Records to process:
- Opening Delimiter -

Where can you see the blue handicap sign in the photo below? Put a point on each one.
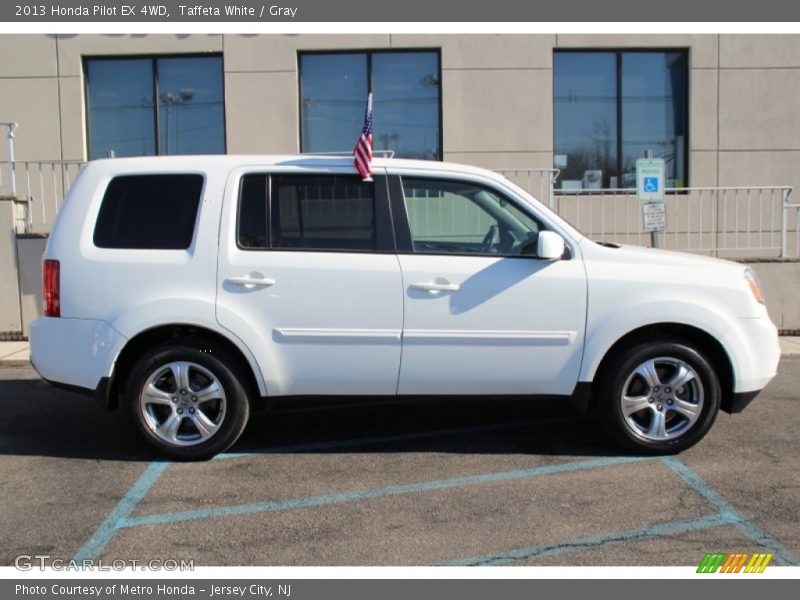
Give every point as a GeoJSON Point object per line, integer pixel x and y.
{"type": "Point", "coordinates": [650, 184]}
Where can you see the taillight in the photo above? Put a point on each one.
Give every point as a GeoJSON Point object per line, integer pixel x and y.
{"type": "Point", "coordinates": [51, 288]}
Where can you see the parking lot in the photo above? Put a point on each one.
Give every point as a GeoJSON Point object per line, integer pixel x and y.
{"type": "Point", "coordinates": [370, 481]}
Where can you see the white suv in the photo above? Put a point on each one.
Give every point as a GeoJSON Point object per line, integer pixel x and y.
{"type": "Point", "coordinates": [186, 288]}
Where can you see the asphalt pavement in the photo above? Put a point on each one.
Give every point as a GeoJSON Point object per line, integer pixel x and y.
{"type": "Point", "coordinates": [376, 482]}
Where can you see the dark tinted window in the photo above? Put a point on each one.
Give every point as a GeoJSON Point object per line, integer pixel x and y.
{"type": "Point", "coordinates": [322, 212]}
{"type": "Point", "coordinates": [149, 212]}
{"type": "Point", "coordinates": [253, 212]}
{"type": "Point", "coordinates": [406, 98]}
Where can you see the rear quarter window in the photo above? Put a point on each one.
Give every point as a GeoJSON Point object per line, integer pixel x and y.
{"type": "Point", "coordinates": [149, 212]}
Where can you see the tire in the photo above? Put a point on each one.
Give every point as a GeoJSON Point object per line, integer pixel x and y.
{"type": "Point", "coordinates": [186, 401]}
{"type": "Point", "coordinates": [643, 410]}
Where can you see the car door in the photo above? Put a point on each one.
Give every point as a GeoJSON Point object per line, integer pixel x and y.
{"type": "Point", "coordinates": [309, 280]}
{"type": "Point", "coordinates": [483, 314]}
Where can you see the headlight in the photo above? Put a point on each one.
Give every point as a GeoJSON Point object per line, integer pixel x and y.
{"type": "Point", "coordinates": [752, 281]}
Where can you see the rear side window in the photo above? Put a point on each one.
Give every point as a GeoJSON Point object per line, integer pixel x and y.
{"type": "Point", "coordinates": [149, 212]}
{"type": "Point", "coordinates": [307, 212]}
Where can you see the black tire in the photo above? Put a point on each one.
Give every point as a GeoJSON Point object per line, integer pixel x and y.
{"type": "Point", "coordinates": [194, 437]}
{"type": "Point", "coordinates": [687, 416]}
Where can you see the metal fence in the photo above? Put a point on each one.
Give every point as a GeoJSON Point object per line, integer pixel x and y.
{"type": "Point", "coordinates": [742, 222]}
{"type": "Point", "coordinates": [42, 185]}
{"type": "Point", "coordinates": [720, 221]}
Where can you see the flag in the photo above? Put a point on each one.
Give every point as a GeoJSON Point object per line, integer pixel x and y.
{"type": "Point", "coordinates": [362, 154]}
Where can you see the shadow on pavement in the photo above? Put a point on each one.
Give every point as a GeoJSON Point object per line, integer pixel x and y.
{"type": "Point", "coordinates": [39, 420]}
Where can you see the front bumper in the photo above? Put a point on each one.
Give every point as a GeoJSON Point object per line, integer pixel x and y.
{"type": "Point", "coordinates": [754, 351]}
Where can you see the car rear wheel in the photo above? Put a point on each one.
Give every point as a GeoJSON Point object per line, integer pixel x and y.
{"type": "Point", "coordinates": [658, 397]}
{"type": "Point", "coordinates": [187, 401]}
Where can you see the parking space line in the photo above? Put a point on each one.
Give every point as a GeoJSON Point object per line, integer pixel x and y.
{"type": "Point", "coordinates": [103, 534]}
{"type": "Point", "coordinates": [352, 496]}
{"type": "Point", "coordinates": [108, 528]}
{"type": "Point", "coordinates": [593, 542]}
{"type": "Point", "coordinates": [401, 437]}
{"type": "Point", "coordinates": [727, 510]}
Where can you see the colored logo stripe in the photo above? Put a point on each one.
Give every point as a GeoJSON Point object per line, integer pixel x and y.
{"type": "Point", "coordinates": [733, 563]}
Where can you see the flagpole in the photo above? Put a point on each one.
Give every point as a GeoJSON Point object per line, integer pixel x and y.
{"type": "Point", "coordinates": [362, 153]}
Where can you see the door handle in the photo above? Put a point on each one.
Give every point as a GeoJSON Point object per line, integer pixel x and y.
{"type": "Point", "coordinates": [436, 287]}
{"type": "Point", "coordinates": [251, 282]}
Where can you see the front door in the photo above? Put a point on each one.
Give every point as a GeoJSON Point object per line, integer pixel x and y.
{"type": "Point", "coordinates": [482, 314]}
{"type": "Point", "coordinates": [308, 279]}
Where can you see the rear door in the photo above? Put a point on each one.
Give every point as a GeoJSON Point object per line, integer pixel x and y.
{"type": "Point", "coordinates": [309, 279]}
{"type": "Point", "coordinates": [483, 314]}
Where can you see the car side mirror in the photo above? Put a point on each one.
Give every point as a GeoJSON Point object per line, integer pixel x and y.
{"type": "Point", "coordinates": [550, 245]}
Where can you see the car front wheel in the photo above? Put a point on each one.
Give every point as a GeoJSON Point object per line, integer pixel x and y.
{"type": "Point", "coordinates": [658, 397]}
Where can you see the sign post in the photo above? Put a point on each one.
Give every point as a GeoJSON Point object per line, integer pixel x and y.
{"type": "Point", "coordinates": [650, 193]}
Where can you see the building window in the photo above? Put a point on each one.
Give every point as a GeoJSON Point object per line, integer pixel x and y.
{"type": "Point", "coordinates": [610, 108]}
{"type": "Point", "coordinates": [406, 101]}
{"type": "Point", "coordinates": [147, 106]}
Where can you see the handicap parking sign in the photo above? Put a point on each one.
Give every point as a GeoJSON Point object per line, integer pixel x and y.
{"type": "Point", "coordinates": [650, 179]}
{"type": "Point", "coordinates": [651, 184]}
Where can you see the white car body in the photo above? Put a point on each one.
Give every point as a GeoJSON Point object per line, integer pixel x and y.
{"type": "Point", "coordinates": [341, 323]}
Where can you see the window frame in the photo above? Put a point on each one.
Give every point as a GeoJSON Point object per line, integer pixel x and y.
{"type": "Point", "coordinates": [369, 53]}
{"type": "Point", "coordinates": [618, 52]}
{"type": "Point", "coordinates": [405, 242]}
{"type": "Point", "coordinates": [198, 213]}
{"type": "Point", "coordinates": [384, 229]}
{"type": "Point", "coordinates": [153, 58]}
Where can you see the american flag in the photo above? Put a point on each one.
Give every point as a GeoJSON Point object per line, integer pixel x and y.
{"type": "Point", "coordinates": [362, 155]}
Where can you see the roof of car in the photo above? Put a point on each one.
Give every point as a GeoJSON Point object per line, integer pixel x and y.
{"type": "Point", "coordinates": [283, 160]}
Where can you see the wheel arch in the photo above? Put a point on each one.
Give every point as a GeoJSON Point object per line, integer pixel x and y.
{"type": "Point", "coordinates": [704, 341]}
{"type": "Point", "coordinates": [178, 332]}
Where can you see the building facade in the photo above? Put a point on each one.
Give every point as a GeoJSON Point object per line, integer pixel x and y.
{"type": "Point", "coordinates": [720, 109]}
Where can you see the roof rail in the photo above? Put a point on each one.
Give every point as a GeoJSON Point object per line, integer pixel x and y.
{"type": "Point", "coordinates": [378, 153]}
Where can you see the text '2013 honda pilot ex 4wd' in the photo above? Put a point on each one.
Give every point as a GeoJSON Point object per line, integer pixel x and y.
{"type": "Point", "coordinates": [183, 289]}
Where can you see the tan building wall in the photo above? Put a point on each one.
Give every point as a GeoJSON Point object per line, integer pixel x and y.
{"type": "Point", "coordinates": [497, 94]}
{"type": "Point", "coordinates": [497, 98]}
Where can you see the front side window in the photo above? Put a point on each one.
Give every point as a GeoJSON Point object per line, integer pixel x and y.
{"type": "Point", "coordinates": [405, 95]}
{"type": "Point", "coordinates": [149, 212]}
{"type": "Point", "coordinates": [611, 107]}
{"type": "Point", "coordinates": [453, 217]}
{"type": "Point", "coordinates": [149, 106]}
{"type": "Point", "coordinates": [306, 212]}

- Closing Delimiter -

Prompt:
Read the data above. Pull out each line in which the string "sign" appears.

Response box:
Where can you see the blue handicap sign in the photo below? Put a point on each one.
Where can you see the sign post in the photo above? Put a point on each one.
Where can you see the handicap parking sign in the photo above? Put a point on each one.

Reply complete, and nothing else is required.